[Start of Attachment]

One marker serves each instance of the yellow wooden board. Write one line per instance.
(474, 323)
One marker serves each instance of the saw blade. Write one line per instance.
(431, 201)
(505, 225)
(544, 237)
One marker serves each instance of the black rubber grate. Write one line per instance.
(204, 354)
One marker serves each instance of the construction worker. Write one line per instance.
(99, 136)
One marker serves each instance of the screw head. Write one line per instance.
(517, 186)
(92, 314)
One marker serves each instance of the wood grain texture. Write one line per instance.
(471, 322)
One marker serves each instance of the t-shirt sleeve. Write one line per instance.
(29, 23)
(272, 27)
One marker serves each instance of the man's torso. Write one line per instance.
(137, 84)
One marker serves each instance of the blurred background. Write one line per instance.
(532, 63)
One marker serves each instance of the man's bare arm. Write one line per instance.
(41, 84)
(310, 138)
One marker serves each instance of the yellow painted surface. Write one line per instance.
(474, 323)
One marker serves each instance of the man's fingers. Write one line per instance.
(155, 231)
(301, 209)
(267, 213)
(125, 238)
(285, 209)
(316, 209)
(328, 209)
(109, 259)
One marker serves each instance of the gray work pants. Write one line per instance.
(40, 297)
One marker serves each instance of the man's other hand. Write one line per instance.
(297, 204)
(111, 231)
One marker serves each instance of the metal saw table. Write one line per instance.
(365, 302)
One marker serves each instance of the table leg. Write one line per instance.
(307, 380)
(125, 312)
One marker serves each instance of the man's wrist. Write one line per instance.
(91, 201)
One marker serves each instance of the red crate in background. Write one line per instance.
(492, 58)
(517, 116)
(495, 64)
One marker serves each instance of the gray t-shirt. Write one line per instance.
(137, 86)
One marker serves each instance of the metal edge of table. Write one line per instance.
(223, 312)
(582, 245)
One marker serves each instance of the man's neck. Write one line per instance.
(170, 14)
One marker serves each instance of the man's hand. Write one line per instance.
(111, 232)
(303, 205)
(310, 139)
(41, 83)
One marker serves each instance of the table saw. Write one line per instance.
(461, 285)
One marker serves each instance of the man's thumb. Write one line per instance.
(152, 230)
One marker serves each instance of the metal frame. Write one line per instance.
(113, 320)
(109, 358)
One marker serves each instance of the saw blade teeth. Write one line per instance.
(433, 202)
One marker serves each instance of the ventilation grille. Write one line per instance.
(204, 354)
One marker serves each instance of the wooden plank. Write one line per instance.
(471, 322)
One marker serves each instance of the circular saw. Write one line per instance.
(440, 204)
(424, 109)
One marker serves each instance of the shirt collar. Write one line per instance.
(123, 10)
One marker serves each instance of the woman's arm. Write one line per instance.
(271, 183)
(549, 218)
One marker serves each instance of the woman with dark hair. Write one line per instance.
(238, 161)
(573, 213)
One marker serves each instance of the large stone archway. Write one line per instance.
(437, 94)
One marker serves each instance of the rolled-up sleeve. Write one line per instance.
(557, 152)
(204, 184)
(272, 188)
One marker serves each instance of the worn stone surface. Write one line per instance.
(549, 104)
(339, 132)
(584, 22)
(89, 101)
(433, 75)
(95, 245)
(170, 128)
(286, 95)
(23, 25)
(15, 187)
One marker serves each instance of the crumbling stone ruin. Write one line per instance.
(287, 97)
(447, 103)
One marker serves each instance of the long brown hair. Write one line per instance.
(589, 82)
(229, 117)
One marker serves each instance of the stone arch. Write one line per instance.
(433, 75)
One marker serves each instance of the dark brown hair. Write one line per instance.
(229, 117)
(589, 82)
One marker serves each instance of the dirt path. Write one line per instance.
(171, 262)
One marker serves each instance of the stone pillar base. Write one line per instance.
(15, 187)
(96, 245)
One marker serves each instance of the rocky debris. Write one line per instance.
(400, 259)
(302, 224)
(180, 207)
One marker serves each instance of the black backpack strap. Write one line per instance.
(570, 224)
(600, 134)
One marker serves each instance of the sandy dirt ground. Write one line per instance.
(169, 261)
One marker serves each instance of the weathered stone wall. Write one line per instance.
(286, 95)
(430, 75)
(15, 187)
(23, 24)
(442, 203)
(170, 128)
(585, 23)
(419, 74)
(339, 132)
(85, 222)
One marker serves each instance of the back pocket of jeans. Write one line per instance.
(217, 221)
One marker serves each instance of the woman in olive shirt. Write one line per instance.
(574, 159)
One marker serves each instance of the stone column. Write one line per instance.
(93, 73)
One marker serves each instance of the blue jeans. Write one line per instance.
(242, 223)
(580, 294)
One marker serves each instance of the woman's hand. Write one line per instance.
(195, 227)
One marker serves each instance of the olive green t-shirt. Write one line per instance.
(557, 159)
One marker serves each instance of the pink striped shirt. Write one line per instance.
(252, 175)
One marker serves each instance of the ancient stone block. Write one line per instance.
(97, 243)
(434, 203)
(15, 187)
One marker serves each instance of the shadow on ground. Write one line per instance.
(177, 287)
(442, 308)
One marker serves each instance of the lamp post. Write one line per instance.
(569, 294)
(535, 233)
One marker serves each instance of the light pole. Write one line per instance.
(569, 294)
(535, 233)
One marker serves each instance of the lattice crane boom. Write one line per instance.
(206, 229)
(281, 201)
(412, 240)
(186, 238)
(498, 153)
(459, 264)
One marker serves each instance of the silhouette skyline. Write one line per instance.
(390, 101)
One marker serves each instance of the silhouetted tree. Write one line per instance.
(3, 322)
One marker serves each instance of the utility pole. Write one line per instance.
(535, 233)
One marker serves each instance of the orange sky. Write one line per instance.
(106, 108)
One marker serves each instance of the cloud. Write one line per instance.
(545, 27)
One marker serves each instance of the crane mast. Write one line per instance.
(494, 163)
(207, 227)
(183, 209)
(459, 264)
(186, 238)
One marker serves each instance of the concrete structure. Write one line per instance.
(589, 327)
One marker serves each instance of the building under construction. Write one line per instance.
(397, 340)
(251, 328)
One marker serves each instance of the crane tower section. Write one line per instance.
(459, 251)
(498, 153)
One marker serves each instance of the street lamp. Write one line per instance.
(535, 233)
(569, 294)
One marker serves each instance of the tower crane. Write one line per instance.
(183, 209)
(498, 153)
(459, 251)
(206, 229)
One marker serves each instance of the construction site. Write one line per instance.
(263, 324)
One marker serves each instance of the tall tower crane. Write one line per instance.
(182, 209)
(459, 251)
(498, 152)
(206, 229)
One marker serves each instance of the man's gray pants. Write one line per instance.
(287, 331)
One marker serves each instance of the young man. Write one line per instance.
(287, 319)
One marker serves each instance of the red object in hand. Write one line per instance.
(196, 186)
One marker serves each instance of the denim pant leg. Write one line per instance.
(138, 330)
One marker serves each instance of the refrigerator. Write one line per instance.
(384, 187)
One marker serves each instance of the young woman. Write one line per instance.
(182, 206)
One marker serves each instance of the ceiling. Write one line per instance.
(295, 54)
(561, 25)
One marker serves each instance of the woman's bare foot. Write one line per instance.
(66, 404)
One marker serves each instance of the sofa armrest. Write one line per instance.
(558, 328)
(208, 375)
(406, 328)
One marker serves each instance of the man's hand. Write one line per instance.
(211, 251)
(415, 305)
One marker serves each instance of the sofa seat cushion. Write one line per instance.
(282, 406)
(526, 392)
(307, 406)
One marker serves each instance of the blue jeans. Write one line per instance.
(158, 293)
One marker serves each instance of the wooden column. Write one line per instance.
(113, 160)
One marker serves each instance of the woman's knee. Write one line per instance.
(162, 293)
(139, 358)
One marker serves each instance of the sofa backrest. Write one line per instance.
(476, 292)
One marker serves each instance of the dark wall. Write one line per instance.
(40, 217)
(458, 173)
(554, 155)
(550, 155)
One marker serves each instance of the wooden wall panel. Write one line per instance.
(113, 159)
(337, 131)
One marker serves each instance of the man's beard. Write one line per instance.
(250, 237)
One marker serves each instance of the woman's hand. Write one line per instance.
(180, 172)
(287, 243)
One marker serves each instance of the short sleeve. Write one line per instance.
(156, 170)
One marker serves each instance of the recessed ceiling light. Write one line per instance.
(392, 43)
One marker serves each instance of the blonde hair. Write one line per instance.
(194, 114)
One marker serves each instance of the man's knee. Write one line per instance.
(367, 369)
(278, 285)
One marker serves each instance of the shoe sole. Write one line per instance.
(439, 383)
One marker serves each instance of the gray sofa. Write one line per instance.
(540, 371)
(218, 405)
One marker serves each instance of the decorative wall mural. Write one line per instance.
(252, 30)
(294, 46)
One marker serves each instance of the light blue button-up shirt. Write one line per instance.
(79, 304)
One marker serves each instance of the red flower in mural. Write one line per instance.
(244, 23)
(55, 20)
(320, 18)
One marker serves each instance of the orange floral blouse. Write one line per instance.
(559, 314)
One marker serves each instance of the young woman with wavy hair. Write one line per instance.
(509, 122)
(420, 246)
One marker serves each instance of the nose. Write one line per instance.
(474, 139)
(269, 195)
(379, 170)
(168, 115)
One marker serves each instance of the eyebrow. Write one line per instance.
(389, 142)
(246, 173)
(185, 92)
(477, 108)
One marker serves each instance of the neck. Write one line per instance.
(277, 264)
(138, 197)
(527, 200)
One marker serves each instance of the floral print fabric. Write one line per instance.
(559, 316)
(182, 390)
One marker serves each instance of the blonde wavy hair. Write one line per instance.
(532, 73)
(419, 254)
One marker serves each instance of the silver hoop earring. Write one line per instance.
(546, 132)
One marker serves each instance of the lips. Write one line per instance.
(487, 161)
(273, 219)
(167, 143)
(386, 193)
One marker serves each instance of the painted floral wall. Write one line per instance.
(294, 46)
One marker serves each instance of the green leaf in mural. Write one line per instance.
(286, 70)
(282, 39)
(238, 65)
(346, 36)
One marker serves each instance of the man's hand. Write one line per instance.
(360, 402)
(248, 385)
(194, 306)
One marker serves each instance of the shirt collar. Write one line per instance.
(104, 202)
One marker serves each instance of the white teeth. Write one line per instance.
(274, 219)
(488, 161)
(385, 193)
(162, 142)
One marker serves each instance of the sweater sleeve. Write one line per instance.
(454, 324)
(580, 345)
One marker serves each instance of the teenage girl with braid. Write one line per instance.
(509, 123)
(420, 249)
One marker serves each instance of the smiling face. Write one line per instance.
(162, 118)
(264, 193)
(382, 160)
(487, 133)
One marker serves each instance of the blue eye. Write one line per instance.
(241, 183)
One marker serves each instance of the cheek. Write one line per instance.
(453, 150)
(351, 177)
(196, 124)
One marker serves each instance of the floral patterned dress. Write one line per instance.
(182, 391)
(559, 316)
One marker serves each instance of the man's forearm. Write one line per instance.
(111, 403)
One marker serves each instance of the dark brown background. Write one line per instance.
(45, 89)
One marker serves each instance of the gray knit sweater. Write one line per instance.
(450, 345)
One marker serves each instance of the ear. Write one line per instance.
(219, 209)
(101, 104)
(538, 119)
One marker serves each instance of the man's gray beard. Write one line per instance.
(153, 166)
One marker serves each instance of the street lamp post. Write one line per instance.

[End of Attachment]

WHAT IS REQUIRED — Copy the line containing "One marker serves each instance of the man's forearm." exactly. Then copy every line after it through the end of the listing, and nothing more.

RESPONSE TO THE TASK —
One marker serves each instance of the man's forearm. Write one line per instance.
(111, 403)
One marker serves each instance of the dark brown background. Write one line per instance.
(45, 89)
One marker serves each instance of the gray knit sweater. Write one line per instance.
(450, 345)
One marker serves each instance of the ear. Write one line per instance.
(219, 209)
(101, 104)
(538, 119)
One marker serves each instance of the man's gray beard. Write one line per instance.
(153, 166)
One marker serves each instance of the street lamp post. Write one line per instance.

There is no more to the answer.